[Task goal]: From the entries that follow, pick out all lines holding "below".
::::
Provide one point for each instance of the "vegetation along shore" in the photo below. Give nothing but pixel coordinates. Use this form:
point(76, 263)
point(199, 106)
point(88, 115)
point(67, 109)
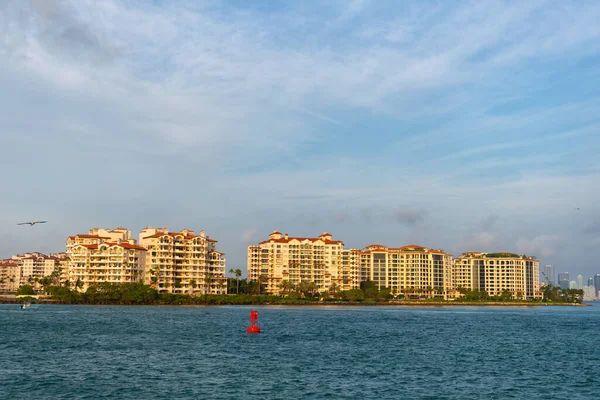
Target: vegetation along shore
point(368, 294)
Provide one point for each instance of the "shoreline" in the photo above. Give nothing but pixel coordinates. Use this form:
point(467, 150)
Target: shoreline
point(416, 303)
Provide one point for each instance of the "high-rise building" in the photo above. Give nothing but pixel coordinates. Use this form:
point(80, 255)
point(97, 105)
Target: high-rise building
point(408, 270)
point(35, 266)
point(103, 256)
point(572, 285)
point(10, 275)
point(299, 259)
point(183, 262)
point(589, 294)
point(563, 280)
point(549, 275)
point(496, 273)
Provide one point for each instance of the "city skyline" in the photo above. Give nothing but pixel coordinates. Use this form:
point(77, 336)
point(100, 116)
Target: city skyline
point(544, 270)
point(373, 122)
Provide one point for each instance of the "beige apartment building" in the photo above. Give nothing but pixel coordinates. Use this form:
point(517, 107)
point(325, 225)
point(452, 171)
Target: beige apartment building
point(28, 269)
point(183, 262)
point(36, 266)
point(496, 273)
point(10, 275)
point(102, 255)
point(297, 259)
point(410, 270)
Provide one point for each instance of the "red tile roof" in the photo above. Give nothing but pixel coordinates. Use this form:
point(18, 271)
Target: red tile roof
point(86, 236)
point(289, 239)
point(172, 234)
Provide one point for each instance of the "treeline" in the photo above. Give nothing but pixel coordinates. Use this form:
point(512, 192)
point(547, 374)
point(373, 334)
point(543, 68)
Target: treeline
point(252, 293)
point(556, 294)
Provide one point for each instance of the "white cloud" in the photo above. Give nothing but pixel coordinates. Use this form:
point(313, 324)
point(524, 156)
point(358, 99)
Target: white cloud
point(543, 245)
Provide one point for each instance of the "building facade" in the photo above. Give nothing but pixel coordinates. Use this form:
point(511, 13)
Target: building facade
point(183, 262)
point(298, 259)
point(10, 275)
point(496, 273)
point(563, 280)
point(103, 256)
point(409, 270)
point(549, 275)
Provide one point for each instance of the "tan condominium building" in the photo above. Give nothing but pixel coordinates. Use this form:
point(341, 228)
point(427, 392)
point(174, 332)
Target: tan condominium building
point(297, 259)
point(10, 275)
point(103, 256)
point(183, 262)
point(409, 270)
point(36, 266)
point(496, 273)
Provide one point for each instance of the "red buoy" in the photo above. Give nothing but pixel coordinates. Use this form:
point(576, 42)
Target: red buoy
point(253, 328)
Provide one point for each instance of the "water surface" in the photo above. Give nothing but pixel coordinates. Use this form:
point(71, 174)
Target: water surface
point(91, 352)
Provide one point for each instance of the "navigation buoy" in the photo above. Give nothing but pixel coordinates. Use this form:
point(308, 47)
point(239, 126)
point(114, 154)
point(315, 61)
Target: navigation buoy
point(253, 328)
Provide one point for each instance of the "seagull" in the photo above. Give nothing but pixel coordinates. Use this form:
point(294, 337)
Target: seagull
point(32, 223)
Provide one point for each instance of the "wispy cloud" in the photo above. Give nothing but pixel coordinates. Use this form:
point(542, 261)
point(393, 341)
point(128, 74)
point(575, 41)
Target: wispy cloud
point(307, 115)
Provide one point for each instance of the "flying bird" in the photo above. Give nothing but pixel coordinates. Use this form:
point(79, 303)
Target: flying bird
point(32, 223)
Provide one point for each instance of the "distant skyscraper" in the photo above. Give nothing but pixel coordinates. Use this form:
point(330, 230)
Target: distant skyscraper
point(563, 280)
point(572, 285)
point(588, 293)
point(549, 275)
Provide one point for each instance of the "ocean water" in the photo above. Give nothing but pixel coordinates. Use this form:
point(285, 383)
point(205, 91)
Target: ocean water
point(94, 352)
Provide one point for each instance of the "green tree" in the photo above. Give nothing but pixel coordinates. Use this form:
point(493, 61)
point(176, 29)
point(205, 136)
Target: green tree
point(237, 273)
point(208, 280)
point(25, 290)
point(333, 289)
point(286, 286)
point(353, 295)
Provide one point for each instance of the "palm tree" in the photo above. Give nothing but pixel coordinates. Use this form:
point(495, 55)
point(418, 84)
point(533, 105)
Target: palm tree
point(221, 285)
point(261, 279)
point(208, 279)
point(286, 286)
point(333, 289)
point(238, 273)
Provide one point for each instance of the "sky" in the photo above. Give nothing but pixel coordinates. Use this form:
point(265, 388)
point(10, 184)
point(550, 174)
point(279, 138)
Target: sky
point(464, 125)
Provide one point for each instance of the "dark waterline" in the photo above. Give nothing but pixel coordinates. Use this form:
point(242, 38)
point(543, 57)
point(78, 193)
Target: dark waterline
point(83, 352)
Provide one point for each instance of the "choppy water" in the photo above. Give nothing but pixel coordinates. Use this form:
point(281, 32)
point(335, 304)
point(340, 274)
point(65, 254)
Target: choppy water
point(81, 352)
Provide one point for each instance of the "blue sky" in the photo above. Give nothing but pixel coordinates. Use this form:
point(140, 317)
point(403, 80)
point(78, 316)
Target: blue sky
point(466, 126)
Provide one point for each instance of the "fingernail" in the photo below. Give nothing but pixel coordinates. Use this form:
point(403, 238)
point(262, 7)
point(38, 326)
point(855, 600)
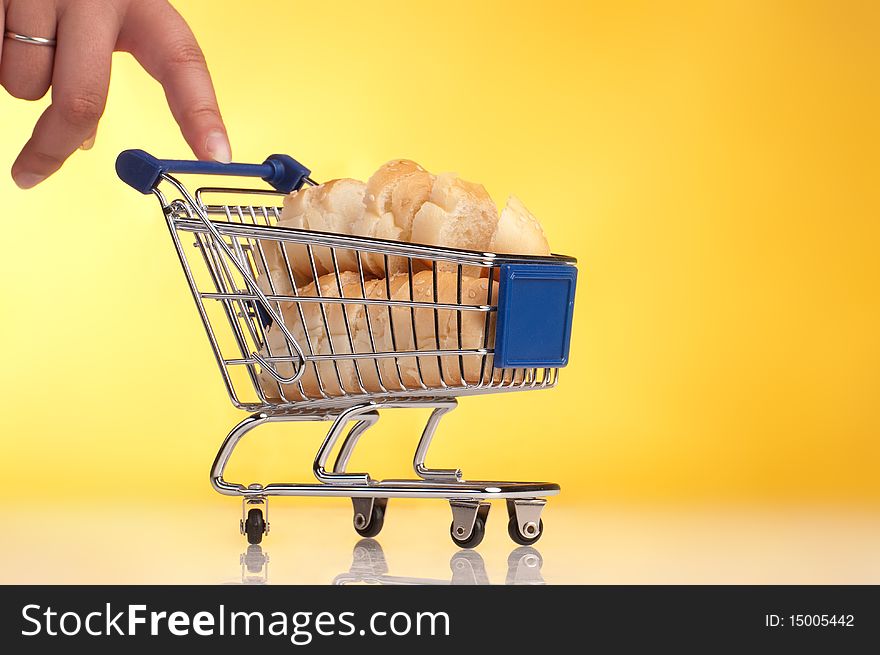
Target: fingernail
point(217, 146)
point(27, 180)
::::
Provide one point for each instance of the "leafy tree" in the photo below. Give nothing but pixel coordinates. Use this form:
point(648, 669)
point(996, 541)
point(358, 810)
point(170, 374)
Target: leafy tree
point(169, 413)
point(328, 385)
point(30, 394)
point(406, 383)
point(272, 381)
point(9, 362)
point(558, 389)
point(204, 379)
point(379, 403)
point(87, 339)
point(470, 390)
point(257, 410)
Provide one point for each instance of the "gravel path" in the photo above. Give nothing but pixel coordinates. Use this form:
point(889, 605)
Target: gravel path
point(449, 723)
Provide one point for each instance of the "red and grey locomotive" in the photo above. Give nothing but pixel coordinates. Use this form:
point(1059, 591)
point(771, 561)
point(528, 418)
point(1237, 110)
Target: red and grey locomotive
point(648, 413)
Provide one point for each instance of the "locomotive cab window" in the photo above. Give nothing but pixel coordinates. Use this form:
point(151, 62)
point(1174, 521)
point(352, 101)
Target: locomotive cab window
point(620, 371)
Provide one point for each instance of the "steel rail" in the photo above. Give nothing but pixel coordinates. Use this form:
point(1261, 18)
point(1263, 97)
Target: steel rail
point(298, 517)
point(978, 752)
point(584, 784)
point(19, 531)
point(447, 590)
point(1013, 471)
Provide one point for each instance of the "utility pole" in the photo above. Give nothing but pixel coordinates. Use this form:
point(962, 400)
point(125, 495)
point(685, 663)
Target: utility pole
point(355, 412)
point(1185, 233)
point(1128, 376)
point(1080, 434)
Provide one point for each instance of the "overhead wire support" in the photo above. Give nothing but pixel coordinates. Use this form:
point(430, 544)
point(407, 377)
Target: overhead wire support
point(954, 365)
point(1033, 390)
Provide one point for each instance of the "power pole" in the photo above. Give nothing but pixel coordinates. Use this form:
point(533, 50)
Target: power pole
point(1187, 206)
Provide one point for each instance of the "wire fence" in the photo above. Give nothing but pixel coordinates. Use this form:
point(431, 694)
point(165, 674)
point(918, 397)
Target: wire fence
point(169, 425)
::::
[Result for this exercise]:
Provide one point for each instance of the "vegetation along shore" in the photo below. Give nothing but pixel coordinates. Use this form:
Provide one point for each instance of the "fingernail" in the photo below. Give nothing but pixel coordinates. Use this form:
Provide one point for each instance of the "leafy tree" in the photo below. Give nothing but pixel coordinates. Use this form:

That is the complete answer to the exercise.